## Written exercise
Reproduce the part of the items below that opens with the line containing "on the clear" and closes with the final line of the items, keeping every line, requests included. Multiply each coordinate in the answers by 0.65, round it to a whole number with halves going up, and give only that part.

## Exercise material
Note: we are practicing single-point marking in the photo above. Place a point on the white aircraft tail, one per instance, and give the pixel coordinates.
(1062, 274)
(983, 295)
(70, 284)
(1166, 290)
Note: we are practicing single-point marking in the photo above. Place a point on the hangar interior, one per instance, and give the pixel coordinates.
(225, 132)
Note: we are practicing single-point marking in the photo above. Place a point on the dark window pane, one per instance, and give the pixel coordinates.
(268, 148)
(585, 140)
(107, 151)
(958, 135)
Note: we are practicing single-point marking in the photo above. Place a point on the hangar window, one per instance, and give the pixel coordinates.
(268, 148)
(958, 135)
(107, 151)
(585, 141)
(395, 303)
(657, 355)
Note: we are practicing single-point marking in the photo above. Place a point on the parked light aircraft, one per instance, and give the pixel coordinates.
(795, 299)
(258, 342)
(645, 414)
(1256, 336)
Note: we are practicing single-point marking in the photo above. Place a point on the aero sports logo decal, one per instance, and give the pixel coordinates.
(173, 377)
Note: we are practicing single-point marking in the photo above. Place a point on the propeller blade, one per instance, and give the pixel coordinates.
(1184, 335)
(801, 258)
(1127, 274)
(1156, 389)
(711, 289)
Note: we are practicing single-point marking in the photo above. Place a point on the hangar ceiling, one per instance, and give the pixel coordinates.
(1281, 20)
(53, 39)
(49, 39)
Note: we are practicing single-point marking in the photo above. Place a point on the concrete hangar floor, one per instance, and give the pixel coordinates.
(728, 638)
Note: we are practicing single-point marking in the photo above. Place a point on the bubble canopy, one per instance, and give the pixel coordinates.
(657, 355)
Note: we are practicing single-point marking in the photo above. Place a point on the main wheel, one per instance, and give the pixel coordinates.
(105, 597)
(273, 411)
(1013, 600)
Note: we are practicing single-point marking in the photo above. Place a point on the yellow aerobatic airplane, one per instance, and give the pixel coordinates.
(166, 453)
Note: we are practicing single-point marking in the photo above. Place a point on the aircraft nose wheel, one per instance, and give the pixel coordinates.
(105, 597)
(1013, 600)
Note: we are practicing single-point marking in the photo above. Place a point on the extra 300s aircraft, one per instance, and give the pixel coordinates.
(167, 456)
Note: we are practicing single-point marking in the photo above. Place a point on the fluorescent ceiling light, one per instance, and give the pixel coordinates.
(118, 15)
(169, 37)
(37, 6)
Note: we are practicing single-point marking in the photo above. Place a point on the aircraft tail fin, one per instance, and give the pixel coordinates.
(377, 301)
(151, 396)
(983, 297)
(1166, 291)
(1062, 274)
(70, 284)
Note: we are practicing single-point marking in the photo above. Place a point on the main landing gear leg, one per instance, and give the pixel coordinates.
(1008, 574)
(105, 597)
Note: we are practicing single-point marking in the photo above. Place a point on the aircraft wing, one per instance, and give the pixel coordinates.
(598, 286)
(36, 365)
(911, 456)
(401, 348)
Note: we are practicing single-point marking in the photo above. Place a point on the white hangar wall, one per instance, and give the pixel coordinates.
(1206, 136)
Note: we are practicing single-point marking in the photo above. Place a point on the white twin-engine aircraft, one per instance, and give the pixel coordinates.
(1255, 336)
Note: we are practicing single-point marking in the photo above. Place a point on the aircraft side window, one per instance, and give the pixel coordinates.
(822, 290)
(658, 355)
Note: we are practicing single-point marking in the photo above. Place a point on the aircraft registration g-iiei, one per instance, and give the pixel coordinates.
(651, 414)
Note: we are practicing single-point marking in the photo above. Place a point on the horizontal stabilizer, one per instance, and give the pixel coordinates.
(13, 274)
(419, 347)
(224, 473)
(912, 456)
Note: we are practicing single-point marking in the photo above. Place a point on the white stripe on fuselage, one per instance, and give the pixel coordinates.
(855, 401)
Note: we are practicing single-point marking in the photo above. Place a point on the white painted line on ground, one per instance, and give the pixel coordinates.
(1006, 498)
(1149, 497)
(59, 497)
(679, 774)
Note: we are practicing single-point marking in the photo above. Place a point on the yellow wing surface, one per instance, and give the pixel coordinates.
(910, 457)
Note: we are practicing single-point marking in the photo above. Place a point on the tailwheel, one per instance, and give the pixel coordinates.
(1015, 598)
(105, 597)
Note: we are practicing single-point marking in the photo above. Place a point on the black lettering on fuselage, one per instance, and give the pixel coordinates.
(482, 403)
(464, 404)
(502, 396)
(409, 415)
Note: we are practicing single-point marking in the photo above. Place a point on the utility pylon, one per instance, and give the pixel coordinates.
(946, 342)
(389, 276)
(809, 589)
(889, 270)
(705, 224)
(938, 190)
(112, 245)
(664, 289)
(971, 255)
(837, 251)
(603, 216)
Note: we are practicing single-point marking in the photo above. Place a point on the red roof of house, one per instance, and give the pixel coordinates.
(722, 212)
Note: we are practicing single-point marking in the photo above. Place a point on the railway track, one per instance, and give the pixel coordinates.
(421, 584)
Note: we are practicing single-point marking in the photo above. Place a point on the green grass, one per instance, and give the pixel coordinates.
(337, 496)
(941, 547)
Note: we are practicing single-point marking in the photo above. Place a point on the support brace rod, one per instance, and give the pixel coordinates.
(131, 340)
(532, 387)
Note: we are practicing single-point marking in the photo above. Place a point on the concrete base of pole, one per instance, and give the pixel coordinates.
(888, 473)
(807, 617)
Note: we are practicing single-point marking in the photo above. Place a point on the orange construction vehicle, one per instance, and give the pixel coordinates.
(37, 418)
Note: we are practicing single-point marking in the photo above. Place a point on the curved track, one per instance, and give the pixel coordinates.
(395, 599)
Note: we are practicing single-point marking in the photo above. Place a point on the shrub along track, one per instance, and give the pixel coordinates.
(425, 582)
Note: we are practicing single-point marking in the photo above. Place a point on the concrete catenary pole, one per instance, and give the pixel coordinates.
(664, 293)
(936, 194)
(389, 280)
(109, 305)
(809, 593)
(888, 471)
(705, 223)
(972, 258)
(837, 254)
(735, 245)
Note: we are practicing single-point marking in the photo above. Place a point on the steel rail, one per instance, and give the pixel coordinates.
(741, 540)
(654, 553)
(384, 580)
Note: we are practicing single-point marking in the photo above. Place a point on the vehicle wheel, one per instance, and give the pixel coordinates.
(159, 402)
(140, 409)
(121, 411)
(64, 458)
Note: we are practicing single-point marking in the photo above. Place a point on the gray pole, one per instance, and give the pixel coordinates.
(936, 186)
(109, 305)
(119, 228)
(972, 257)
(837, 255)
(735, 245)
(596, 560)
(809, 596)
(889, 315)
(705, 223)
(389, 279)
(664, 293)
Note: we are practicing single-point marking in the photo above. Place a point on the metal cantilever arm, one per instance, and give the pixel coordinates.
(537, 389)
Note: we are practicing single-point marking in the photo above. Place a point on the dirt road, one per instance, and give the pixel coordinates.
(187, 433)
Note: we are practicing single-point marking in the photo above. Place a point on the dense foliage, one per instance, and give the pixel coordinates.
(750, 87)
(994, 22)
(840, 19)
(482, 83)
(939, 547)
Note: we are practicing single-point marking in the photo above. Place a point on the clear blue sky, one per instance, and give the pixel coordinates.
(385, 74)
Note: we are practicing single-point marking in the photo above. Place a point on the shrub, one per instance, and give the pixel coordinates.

## Full response
Note: we are practicing single-point marking in the photo above. Place a point on the clear blue sky, one per instance, and give the pixel coordinates.
(250, 48)
Note: we are practicing single-point marking in the photo above. Place a point on the shrub, one per instance, and give the pixel coordinates.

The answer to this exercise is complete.